### Aim 1
Reproduce the passage on Windows Server network throughput, word for word, between "Then in 2015, we" and "RoCE was halved.", inclusive.
### Aim 2
Carry the passage on Windows Server network throughput forward from its final sentence, writing what would come next.

### Excerpt to read
++++++
Then in 2015, we saw demonstrations of Windows Storage Spaces at Microsoft Ignite 2015 using one Mellanox 100Gb Ethernet link and Micron’s NVMe flash cards to achieve over 90 Gb/s (~11.1 GB/s) of actual throughput with just one millisecond latency. This was the first time I’d seen any single server really use 100 Gb Ethernet, let alone a Windows Server. It also proved that using SMB Direct with RDMA was a major advantage, with approximately twice the throughput, half the latency, and half the CPU utilization of using the regular SMB 3 protocol over TCP/IP.


Figure 5: One Windows Server delivers over 90 Gb/s of throughput using a single 100GbE link with RoCE. Performance without RoCE was halved.
++++++
### Raw records

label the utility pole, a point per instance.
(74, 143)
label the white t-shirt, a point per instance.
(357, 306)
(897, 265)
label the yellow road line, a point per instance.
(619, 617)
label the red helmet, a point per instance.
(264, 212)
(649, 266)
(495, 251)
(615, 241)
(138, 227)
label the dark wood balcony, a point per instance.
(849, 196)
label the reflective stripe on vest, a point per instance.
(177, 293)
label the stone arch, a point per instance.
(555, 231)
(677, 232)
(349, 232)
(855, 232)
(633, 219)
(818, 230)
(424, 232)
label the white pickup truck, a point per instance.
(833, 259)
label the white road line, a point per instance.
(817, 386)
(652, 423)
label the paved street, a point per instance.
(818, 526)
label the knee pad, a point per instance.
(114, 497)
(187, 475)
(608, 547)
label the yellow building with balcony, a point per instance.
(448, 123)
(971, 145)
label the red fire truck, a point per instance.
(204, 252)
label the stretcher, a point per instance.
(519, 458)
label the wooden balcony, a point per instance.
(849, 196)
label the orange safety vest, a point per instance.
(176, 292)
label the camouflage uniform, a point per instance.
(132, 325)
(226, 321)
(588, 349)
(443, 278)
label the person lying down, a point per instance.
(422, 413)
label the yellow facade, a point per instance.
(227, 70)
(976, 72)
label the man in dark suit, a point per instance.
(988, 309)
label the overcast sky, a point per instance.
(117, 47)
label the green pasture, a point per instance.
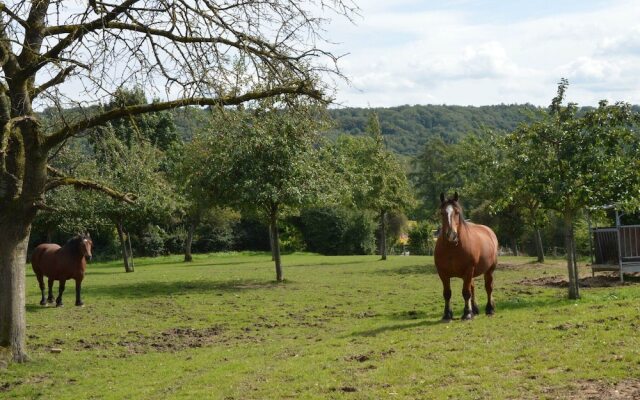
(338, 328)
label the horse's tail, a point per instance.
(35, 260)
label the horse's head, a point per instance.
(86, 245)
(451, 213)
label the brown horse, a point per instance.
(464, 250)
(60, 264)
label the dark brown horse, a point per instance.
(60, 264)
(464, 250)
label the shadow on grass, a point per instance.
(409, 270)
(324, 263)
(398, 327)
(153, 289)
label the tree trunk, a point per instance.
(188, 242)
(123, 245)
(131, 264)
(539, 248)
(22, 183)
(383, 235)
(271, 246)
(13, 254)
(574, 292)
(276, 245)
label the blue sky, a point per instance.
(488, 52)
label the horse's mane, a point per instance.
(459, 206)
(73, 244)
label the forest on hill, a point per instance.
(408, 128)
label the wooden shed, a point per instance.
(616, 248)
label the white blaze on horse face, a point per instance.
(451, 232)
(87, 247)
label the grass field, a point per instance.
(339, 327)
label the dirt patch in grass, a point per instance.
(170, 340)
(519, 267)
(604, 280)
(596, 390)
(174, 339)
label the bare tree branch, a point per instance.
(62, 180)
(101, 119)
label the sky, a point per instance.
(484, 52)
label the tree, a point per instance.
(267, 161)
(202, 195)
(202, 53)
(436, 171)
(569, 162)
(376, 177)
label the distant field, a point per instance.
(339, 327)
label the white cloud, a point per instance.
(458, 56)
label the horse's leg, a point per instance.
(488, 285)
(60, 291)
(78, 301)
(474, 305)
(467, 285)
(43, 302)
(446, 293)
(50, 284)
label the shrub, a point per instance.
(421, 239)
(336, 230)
++++++
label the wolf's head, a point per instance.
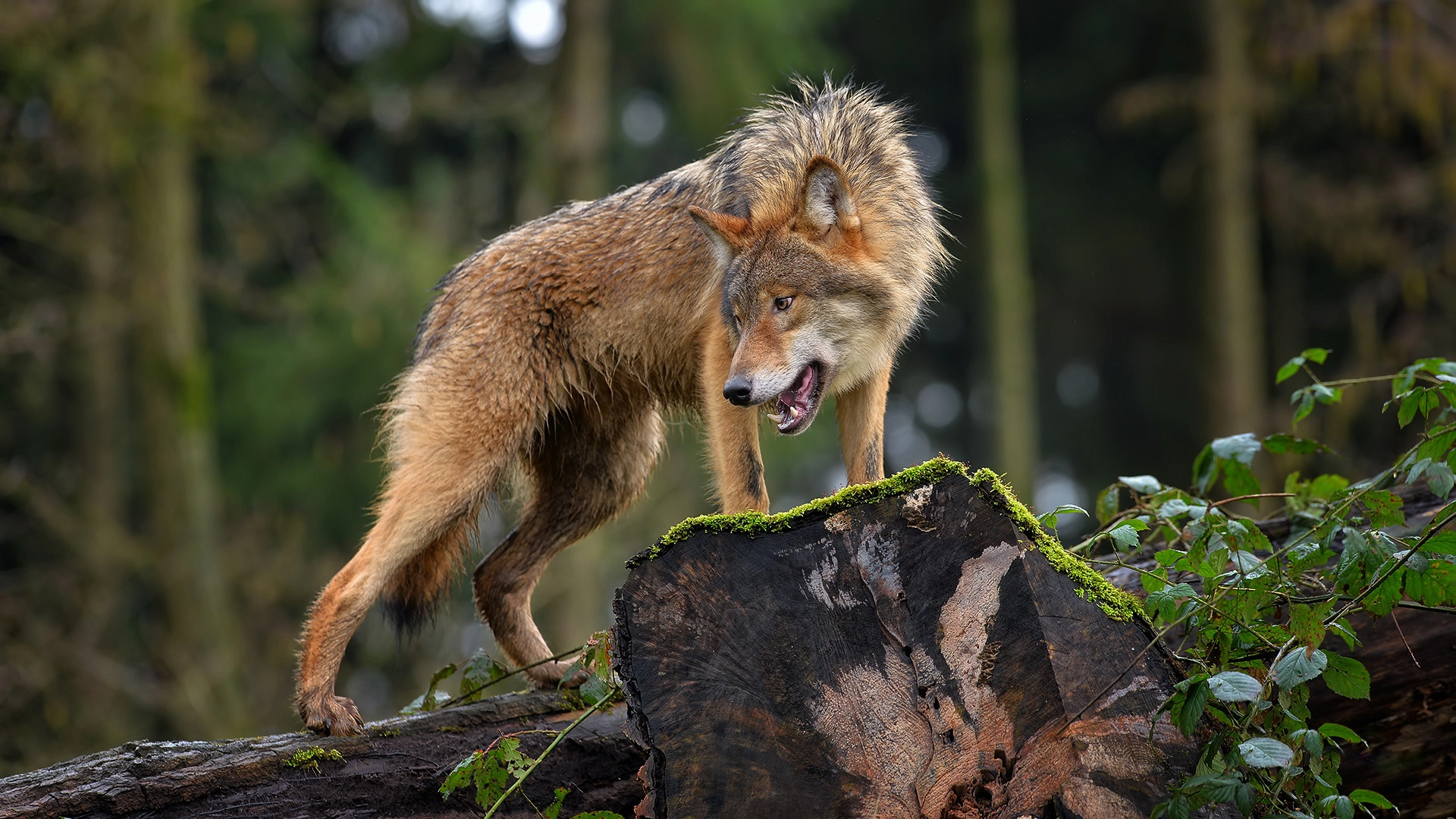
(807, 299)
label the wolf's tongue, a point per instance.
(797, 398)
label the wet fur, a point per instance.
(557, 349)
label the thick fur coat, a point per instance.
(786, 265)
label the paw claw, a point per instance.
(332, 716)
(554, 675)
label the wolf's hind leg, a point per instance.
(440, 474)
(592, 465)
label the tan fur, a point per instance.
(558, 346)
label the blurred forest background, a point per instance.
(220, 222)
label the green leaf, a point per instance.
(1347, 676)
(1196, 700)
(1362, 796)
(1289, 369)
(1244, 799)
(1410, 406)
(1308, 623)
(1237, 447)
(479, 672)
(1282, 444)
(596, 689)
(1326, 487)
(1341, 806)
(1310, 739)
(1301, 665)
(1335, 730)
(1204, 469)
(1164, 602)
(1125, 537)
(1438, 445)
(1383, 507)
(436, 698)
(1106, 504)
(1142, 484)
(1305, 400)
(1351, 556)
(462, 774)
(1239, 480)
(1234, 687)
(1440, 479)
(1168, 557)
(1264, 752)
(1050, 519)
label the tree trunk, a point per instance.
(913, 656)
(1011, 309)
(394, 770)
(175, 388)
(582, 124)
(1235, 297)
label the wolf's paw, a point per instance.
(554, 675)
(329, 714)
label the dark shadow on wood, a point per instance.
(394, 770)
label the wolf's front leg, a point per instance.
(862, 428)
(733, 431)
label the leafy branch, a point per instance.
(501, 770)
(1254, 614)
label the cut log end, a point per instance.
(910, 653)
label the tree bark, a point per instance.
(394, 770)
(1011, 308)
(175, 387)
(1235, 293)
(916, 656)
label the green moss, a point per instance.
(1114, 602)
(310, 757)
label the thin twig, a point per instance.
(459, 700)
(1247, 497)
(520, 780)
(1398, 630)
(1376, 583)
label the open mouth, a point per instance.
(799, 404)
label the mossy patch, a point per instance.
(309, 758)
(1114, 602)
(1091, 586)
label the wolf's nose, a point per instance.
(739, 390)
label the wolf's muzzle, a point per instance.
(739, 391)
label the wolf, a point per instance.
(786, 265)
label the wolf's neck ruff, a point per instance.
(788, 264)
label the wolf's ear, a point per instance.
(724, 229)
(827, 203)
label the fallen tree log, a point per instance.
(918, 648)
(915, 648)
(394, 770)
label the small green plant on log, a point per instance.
++++++
### Right answer 1
Then in 2015, we saw demonstrations of Windows Storage Spaces at Microsoft Ignite 2015 using one Mellanox 100Gb Ethernet link and Micron’s NVMe flash cards to achieve over 90 Gb/s (~11.1 GB/s) of actual throughput with just one millisecond latency. This was the first time I’d seen any single server really use 100 Gb Ethernet, let alone a Windows Server. It also proved that using SMB Direct with RDMA was a major advantage, with approximately twice the throughput, half the latency, and half the CPU utilization of using the regular SMB 3 protocol over TCP/IP.


Figure 5: One Windows Server delivers over 90 Gb/s of throughput using a single 100GbE link with RoCE. Performance without RoCE was halved.

### Right answer 2
Hyper-Race to Hyper-converged Windows Storage


In 2016, the race began to demonstrate ever faster performance using Windows Storage Spaces Direct (S2D) in a hyper-converged setup with NVMe flash storage and 100Gb RoCE. First Mellanox, Dell and HGST (a Western Digital brand) built a two-server cluster with Dell R730XD machines, each with two HGST UltraStar SN150 NVMe SSDs and two Mellanox ConnectX-4 100GbE NICs. A Mellanox Spectrum switch connected the machines and the cluster delivered 178Gb/s (22.3 GB/s). Then, at Flash Memory Summit and Intel Developer Forum, Microsoft, Dell, Samsung and Mellanox showed 640 Gb/s (80GB/s) using four Dell R730XD server with 4 Samsung NVMe SSDs and 2 Mellanox’s ConnectX-4 100GbE NIC, all connected by Mellanox’s Spectrum switch and LinkX® cables.


These demos were getting faster ever few months and showing the power and flexibility of a hyper-converged deployment on Windows Server 2016.


Figure 6: Microsoft recommends RDMA when deploying Windows Storage Spaces Direct as a hyper-converged infrastructure.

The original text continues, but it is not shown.